▸ **What you will do**
Rewrite the entries below, changing every "Quickstart" to "Getting Started" and leaving all other text untouched.

▸ **Given information**
·····

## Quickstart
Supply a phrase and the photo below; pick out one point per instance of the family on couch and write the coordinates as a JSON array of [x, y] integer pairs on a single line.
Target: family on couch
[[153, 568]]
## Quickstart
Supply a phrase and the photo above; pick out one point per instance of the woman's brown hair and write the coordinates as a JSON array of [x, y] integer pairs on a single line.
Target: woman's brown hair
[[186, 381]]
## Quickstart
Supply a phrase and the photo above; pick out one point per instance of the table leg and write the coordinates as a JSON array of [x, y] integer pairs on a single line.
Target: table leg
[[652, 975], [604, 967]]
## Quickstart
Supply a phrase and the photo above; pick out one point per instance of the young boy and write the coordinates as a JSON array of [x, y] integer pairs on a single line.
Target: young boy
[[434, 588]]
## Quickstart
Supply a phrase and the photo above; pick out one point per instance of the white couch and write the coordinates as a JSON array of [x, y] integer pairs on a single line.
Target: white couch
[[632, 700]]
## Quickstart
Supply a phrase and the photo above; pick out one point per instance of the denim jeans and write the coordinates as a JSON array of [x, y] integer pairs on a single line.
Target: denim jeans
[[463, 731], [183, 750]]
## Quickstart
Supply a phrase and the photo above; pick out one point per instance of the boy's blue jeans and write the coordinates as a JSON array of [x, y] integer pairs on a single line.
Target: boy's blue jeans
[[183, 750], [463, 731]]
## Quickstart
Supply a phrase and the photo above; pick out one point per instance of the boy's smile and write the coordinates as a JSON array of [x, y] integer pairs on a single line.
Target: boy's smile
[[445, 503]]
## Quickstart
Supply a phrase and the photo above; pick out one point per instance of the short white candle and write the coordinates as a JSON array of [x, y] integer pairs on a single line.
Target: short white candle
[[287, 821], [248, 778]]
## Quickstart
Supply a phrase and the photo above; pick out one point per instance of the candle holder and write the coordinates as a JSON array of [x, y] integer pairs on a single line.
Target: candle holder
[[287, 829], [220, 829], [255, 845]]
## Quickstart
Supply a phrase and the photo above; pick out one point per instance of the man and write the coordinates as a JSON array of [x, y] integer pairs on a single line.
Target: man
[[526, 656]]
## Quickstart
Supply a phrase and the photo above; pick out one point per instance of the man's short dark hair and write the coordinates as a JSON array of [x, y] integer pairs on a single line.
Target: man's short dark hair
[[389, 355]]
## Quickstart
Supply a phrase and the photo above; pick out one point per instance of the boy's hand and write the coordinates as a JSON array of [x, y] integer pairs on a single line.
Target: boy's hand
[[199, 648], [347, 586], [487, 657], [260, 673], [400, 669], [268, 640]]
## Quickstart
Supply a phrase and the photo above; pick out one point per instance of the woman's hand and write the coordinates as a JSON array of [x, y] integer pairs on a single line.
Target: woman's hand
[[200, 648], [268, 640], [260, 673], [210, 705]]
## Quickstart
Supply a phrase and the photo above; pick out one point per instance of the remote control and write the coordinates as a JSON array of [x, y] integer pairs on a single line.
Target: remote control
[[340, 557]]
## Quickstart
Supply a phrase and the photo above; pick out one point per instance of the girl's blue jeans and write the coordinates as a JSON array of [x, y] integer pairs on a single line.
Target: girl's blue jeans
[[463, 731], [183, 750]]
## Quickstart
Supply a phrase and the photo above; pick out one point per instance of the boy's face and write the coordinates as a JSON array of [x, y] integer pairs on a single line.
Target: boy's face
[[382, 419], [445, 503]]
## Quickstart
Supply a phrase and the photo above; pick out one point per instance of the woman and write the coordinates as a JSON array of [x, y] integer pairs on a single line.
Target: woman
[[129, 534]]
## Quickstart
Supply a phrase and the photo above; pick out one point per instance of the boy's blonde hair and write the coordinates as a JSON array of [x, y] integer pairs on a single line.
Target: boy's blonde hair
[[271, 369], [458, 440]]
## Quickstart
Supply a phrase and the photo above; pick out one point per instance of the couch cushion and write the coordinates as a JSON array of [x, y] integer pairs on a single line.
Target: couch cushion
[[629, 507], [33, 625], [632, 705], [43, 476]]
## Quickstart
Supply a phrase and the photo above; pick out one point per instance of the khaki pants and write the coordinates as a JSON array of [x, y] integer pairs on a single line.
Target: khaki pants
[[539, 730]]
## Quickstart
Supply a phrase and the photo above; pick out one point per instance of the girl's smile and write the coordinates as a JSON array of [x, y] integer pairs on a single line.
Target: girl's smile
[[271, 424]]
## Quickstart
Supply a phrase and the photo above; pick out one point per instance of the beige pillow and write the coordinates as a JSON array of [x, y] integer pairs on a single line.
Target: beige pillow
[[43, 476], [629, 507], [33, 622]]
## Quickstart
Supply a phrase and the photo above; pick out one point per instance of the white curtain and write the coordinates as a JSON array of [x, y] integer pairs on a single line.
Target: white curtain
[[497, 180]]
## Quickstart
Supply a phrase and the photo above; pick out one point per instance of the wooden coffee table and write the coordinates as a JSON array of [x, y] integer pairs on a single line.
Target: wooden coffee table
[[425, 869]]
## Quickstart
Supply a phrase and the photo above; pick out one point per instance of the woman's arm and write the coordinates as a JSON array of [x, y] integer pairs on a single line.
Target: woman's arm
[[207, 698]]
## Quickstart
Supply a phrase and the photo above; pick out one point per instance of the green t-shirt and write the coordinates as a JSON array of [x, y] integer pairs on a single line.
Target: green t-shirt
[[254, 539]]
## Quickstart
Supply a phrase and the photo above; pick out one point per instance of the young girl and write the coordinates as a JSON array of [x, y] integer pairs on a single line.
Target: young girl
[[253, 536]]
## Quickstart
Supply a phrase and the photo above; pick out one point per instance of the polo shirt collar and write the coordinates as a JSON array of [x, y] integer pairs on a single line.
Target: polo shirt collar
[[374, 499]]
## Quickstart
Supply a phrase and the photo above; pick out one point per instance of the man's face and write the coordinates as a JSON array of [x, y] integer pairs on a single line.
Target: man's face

·····

▸ **Response for this exercise**
## Getting Started
Supply a phrase and the photo below; pick out one point per instance of the family on couch and write the coordinates as a JSON array of [x, y] integer pairs on a single line.
Target: family on couch
[[153, 568]]
## Getting Started
Supply a phrase and the photo above; pick out one point per instance of the woman's brown hair and write the coordinates as a JSON array of [x, y] integer pairs on a single line.
Target: woman's brown hair
[[186, 381]]
## Getting Started
Supply a phrase and the photo above; pick out one point per instance of the table leg and write the coordinates as a JSON array of [x, y] integer pairs on a single line.
Target: table leg
[[652, 975], [604, 967]]
## Getting Started
Supply a phrase and the photo above; pick out one point per instance of the young boy and write the coordinates as a JSON array of [x, y] integer pairs on a single line.
Target: young boy
[[434, 588]]
## Getting Started
Supply a phrase and the photo above; pick out one point per instance of the white couch and write the coordinates as a JSON array of [x, y] integer pairs on a single line.
Target: white couch
[[632, 700]]
## Getting Started
Supply a phrase and the photo above; pick out one point per instance of the denim jeans and write the coordinates as a JSON array of [x, y] integer pairs on a single line.
Target: denim jeans
[[463, 731], [183, 750]]
## Getting Started
Supply a phrase and the photo above; pick out one point per instance of the boy's blue jeans and write the coordinates as a JSON array of [x, y] integer pairs on a single line.
Target: boy's blue jeans
[[183, 750], [463, 731]]
## Getting Started
Supply a phrase and the photo above; pick out one point per instance of the boy's smile and write the coordinates as a JSON array of [x, y] integer pairs on a single line.
Target: boy's smile
[[445, 503]]
## Getting Started
Supply a phrase and the photo above; pick out one point per instance of the short white candle and write the coordinates as a JSON array of [x, y] integer pairs on a single line.
Target: short white candle
[[287, 821], [248, 778]]
## Getting Started
Supply a phrase and the photo above; pick out one point per instance of the candle holder and write the coordinates as a JSON array of [x, y] integer pairs on a single line.
Target: candle holder
[[287, 829], [220, 829], [255, 845]]
## Getting Started
Supply a phrase and the photo above; pick out one point per instance of the man and write the coordinates as a JSON array of [x, y] integer pairs on a single line.
Target: man
[[526, 656]]
## Getting Started
Supply a phrase and the photo above; pick out one point per instance of the man's short dark hair and write the coordinates as a JSON array of [x, y] integer pairs on a single line.
Target: man's short dark hair
[[389, 355]]
## Getting Started
Supply a phrase and the photo above; pick out one point per instance of the boy's hand and write the coordinates as a JSON array of [x, y] integer pairs on a single line.
Target: boy's hand
[[199, 648], [347, 586], [487, 657], [260, 673], [400, 669], [268, 640]]
## Getting Started
Supply a phrase and the photo above; pick out one point per instance of the woman's hand and write the coordinates as a JSON array of [x, y] integer pairs on a single line.
Target: woman's hand
[[200, 648], [268, 640], [260, 673], [210, 705]]
## Getting Started
Supply a phrase and the photo above; pick out one point per instance of the remote control and write the coordinates as a JSON array of [x, y] integer pairs on a single line.
Target: remote control
[[340, 557]]
## Getting Started
Supply a phrase and the photo above; pick out one point per instance of the girl's blue jeans and write the coordinates as a JSON array of [x, y] integer pairs on a single line.
Target: girl's blue jeans
[[463, 731], [183, 750]]
## Getting Started
Supply a phrase and the photo above; pick out one point per instance of the boy's face and write the coordinates as a JSON array of [x, y] integer pairs on a single line.
Target: boy's face
[[382, 419], [445, 503]]
## Getting Started
Supply a phrase and the photo above; pick out one point per instance of the woman and write the coordinates as a JSON array of [x, y] integer pairs on a single line.
Target: woman
[[129, 534]]
## Getting Started
Supply a phrase and the photo above; pick out one point per instance of the boy's blonde hair and write the coordinates as a JSON array of [x, y] integer pairs on a single line.
Target: boy's blonde hair
[[271, 369], [458, 440]]
## Getting Started
Supply a phrase and the photo above; pick out one point per instance of the couch cushion and write the coordinates as a JSON array of [x, y] integer pairs on a single line.
Target: couch cushion
[[629, 507], [33, 625], [632, 705], [43, 476]]
## Getting Started
Supply a phrase and the photo above; pick out one point per instance of the khaki pants and write the coordinates as a JSON array of [x, y] integer pairs on a single line.
Target: khaki pants
[[539, 730]]
## Getting Started
Supply a phrase and the photo above; pick out one point per instance of the girl's smile and write the coordinates as a JSON array of [x, y] integer pairs on a single line.
Target: girl's smile
[[271, 424]]
## Getting Started
Supply a phrase and the photo above; pick out one point per instance of the beige pillow and write the coordinates as a JSON array of [x, y] integer pairs on a single line.
Target: beige pillow
[[43, 476], [629, 507], [33, 622]]
## Getting Started
Supply a phrase and the photo above; pick out one point per instance of the white curtain and write the coordinates as a JSON array of [x, y] integer pairs on a single line.
Target: white curtain
[[497, 180]]
## Getting Started
Supply a phrase and the photo above; pick out one point per instance of the wooden coffee table and write the coordinates as a JSON array of [x, y] integer pairs on a single line.
Target: wooden coffee table
[[425, 869]]
## Getting Started
Supply a phrase and the photo above; pick out one point per instance of the woman's arm and write the coordinates as a JSON array of [x, y] integer pairs on a single line.
Target: woman's arm
[[207, 698]]
## Getting Started
Supply a phrase and the photo above; pick out one point per instance of the green t-shirt and write the coordinates as a JSON array of [x, y] integer pairs on a single line.
Target: green t-shirt
[[254, 539]]
## Getting Started
Supply a phrase and the photo above; pick out one point per instance of the young girl and write the coordinates as a JSON array of [x, y] integer pairs on a single line.
Target: young girl
[[253, 536]]
## Getting Started
Supply a phrase and the photo above; pick out one point per instance of the polo shirt collar and write the coordinates as a JSON array of [x, y] integer pairs on a single line.
Target: polo shirt collar
[[374, 499]]
## Getting Started
Supply a phrase and the photo above; pick out one point per instance of the man's face and write the coordinates as a JSON array of [x, y] integer pairs on a single line.
Target: man's face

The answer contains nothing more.